* _What you need to do_
Print the data that follows exactly.

* _Data provided_
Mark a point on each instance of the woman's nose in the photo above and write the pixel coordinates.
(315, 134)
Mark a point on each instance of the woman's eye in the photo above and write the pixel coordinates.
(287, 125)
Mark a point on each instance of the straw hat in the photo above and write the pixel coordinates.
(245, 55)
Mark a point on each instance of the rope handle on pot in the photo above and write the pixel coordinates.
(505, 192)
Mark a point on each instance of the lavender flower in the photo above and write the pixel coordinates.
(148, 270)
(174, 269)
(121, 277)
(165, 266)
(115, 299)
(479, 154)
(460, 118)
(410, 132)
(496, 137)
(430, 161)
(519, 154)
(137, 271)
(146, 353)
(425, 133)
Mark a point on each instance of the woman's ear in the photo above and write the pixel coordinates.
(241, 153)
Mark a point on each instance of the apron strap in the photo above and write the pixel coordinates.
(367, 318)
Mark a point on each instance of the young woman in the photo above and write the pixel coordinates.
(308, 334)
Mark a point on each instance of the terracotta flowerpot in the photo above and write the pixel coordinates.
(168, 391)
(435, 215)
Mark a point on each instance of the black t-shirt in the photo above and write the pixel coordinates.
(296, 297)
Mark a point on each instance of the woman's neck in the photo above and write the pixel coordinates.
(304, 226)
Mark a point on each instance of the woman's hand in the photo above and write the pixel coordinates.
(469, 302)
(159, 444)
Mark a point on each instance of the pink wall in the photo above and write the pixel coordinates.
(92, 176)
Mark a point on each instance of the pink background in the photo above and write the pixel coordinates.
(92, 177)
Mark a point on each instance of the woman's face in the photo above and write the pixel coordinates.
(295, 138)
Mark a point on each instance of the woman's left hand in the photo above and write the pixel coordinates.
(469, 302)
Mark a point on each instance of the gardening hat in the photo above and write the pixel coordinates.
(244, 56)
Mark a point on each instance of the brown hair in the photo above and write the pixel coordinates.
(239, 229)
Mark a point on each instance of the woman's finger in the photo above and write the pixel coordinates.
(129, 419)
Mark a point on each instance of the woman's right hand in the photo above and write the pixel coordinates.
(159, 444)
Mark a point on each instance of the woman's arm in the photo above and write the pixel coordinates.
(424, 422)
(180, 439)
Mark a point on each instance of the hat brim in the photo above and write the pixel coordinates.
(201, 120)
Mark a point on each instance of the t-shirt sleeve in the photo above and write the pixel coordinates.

* _Exercise solution_
Mark a point on each instance of the woman's nose in the photo above and write the pixel coordinates.
(315, 134)
Mark a point on each instance of the woman's eye in the photo above and write the pixel coordinates.
(287, 125)
Mark a point on each instance of the straw hat in the photo above and write the pixel coordinates.
(245, 55)
Mark a point on each instance of the rope handle on pot in the photo above and write the pixel coordinates.
(505, 192)
Mark a point on each instance of the lavender flower in the photo above and write the pixel coordinates.
(148, 270)
(174, 269)
(121, 277)
(165, 266)
(115, 299)
(479, 154)
(460, 118)
(410, 132)
(496, 137)
(430, 161)
(519, 154)
(137, 271)
(146, 353)
(425, 133)
Mark a point on each instance of the woman's ear in the photo above and write the pixel coordinates.
(241, 153)
Mark a point on each instance of the apron strap in the photo above and write the pixel coordinates.
(367, 318)
Mark a point on each instance of the young woman in the photo above and write the pixel coordinates.
(308, 334)
Mark a point on each instance of the terracotta flowerpot in the photo above and write the pixel coordinates.
(168, 391)
(435, 215)
Mark a point on each instance of the black t-shirt in the photo above and write the pixel coordinates.
(296, 297)
Mark a point on each instance of the woman's neck in the photo above and write the pixel coordinates.
(304, 226)
Mark a point on each instance of the woman's hand in the photo above and write the pixel coordinates.
(469, 302)
(159, 444)
Mark a point on each instance of the pink wall in the photo above and write the pixel coordinates.
(92, 176)
Mark a point on each instance of the pink background in the photo above and write the pixel coordinates.
(92, 177)
Mark a point on each instance of the woman's face in the photo above and write the pixel coordinates.
(295, 138)
Mark a point on each instance of the woman's left hand in the photo above and write the pixel coordinates.
(469, 302)
Mark a point on each instance of the gardening hat in the photo above and write the pixel coordinates.
(244, 56)
Mark a point on each instance of the brown hair in the photo above and write the pixel coordinates.
(239, 229)
Mark a point on each instance of the woman's finger in the photo above and write the pixel coordinates.
(129, 419)
Mark a point on each instance of the woman's right hand in the photo above and write the pixel coordinates.
(159, 444)
Mark a point on each instance of the woman's arm in the photo above and write the pixel coordinates.
(424, 422)
(180, 439)
Mark a point on each instance of the hat brim in the photo above and write the pixel coordinates.
(201, 120)
Mark a point on each instance of the t-shirt sleeve in the photo above and write the pixel coordinates.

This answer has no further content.